• [TASK PROMPT] Extract every line in the records below that contains the string "insignia", treating uppercase and lowercase as different.
******************************
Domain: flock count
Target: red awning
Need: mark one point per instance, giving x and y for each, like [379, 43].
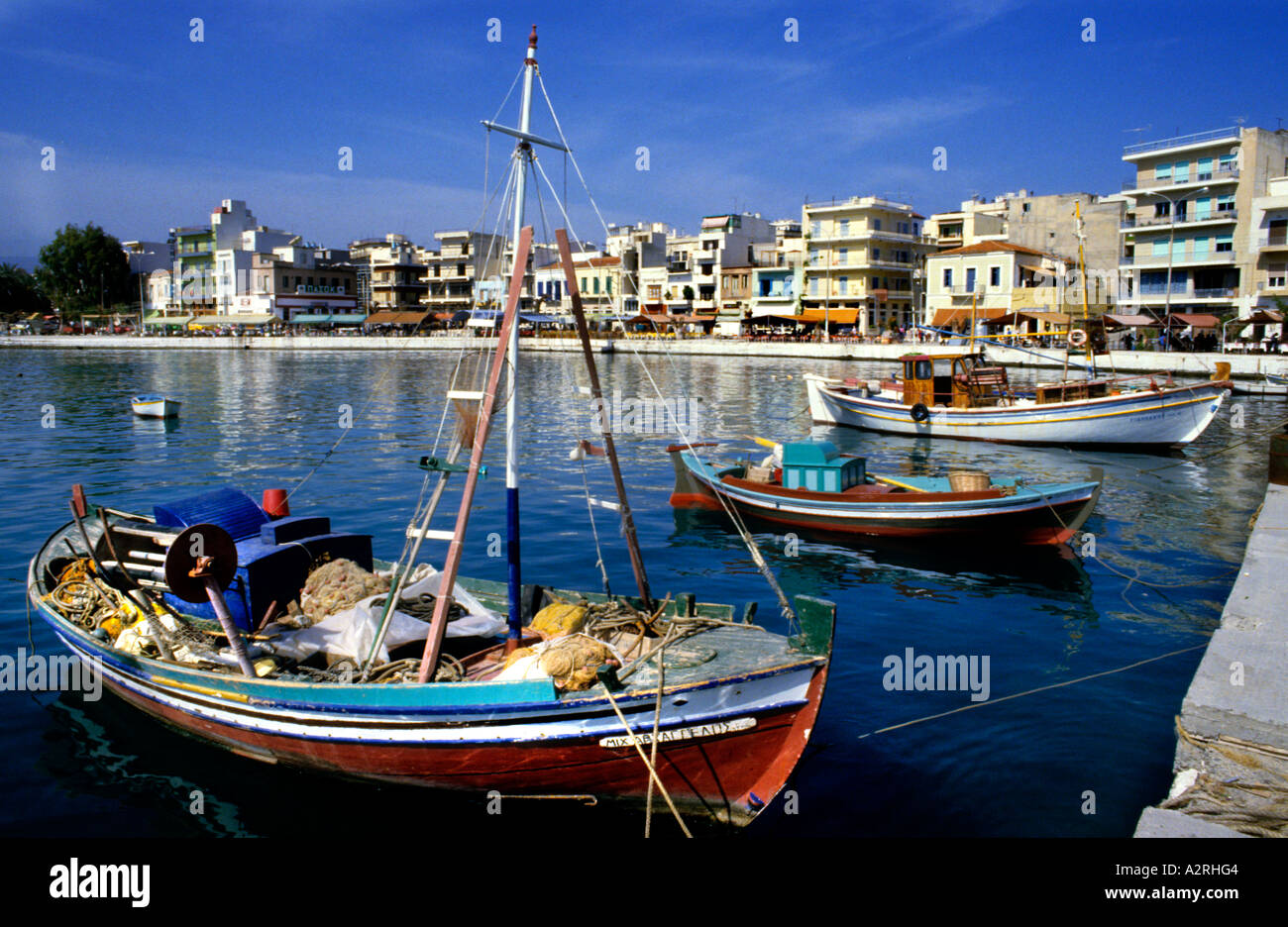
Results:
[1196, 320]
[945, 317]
******************************
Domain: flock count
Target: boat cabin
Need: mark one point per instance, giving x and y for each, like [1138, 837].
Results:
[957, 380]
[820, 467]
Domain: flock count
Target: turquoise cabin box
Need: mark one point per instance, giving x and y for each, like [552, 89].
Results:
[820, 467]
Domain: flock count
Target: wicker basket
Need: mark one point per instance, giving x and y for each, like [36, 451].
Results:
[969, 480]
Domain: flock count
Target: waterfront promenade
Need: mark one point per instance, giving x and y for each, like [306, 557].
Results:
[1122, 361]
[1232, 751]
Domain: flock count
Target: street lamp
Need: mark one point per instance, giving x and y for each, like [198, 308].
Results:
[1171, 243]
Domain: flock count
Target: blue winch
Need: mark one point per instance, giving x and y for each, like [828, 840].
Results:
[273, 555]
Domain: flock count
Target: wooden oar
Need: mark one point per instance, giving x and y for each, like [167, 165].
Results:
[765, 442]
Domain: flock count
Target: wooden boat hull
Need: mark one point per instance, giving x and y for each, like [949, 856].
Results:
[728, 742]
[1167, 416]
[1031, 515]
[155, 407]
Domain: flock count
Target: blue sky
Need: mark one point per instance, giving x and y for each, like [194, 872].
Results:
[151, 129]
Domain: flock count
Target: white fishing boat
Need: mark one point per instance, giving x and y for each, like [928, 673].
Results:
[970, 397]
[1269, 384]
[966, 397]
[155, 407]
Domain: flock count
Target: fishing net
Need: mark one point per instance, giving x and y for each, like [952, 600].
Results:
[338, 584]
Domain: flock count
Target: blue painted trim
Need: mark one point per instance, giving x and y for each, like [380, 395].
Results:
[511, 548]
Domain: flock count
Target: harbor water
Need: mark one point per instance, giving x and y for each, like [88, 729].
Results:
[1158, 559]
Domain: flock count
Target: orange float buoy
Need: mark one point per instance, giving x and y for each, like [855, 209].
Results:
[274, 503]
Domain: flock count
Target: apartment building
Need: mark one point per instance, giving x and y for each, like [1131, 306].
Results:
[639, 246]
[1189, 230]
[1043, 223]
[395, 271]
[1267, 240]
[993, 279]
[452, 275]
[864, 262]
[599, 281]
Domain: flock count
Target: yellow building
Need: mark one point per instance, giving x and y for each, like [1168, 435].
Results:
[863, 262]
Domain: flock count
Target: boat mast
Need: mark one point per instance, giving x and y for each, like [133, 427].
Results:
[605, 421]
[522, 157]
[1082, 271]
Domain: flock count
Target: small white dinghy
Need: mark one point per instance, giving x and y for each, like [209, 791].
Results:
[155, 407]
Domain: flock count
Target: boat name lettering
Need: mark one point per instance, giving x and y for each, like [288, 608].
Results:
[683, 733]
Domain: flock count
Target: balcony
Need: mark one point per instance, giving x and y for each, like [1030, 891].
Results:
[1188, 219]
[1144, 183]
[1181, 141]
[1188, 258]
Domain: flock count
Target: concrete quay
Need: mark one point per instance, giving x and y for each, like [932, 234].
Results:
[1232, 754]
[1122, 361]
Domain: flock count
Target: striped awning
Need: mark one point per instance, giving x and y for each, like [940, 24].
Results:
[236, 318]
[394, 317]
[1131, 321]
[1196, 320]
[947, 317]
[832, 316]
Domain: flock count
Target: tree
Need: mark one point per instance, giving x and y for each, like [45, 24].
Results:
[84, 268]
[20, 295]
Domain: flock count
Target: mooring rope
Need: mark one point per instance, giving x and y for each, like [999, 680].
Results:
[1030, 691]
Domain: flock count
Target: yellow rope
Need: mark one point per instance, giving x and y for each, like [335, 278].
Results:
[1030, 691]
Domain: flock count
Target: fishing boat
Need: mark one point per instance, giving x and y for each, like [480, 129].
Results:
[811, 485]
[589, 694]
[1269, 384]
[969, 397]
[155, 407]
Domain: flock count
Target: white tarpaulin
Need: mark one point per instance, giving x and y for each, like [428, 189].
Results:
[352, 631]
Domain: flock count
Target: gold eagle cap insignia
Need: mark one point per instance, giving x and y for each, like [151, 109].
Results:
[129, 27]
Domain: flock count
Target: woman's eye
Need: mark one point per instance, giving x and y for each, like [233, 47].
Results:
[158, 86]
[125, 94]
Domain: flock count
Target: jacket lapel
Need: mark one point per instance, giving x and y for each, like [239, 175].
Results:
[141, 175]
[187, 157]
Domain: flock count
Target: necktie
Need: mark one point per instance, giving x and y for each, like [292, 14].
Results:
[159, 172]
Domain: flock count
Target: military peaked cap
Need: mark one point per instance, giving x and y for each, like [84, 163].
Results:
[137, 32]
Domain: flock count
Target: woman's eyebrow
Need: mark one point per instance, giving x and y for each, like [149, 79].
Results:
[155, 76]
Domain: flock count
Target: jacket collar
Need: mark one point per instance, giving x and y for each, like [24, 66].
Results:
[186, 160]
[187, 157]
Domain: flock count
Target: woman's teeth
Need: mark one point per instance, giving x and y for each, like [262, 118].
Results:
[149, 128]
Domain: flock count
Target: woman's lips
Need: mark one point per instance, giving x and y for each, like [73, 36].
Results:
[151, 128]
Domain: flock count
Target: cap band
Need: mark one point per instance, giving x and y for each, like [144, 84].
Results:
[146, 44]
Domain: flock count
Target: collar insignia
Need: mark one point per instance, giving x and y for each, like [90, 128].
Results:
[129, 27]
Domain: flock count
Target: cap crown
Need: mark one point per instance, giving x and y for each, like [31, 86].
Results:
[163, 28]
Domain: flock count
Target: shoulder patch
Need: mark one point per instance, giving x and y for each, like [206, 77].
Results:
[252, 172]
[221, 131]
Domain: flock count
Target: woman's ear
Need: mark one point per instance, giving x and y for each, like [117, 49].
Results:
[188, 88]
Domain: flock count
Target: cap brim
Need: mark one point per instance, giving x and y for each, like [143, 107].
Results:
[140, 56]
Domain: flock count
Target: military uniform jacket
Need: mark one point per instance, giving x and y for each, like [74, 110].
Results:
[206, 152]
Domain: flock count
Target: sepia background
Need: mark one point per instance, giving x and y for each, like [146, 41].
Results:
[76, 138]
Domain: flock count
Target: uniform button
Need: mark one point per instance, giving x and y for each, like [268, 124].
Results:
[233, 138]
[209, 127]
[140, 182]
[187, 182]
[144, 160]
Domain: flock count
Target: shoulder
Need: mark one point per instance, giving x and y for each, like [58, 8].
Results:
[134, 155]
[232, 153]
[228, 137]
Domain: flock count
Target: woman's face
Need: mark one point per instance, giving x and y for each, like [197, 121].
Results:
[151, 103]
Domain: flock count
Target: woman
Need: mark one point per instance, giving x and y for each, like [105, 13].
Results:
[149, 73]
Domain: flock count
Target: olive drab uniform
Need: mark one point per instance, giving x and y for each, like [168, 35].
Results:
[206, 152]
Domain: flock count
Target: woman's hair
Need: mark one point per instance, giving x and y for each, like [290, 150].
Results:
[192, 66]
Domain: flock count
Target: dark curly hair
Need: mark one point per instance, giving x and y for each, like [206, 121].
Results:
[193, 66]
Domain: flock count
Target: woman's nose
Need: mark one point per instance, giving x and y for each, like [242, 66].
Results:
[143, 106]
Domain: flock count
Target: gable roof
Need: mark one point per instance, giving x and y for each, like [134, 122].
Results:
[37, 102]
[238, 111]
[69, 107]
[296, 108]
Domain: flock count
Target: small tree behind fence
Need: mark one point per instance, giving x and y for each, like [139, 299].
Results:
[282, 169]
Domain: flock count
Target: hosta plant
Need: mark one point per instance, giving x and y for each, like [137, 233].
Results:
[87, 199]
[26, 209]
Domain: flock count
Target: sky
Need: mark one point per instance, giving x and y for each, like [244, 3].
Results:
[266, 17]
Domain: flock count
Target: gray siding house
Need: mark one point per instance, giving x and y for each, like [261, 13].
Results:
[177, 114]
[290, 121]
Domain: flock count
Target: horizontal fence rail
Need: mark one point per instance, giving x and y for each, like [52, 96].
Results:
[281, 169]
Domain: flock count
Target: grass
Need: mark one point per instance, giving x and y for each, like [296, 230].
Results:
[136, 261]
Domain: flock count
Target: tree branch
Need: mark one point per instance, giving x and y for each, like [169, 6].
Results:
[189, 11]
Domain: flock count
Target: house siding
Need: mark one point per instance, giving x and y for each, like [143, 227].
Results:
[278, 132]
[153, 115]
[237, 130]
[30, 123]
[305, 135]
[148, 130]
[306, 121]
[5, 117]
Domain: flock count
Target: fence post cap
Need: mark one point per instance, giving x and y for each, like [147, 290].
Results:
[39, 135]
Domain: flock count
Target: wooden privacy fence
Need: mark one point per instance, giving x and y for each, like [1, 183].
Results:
******************************
• [CORRECT RESPONSE]
Target: gold eagle cap insignia
Target: collar insignia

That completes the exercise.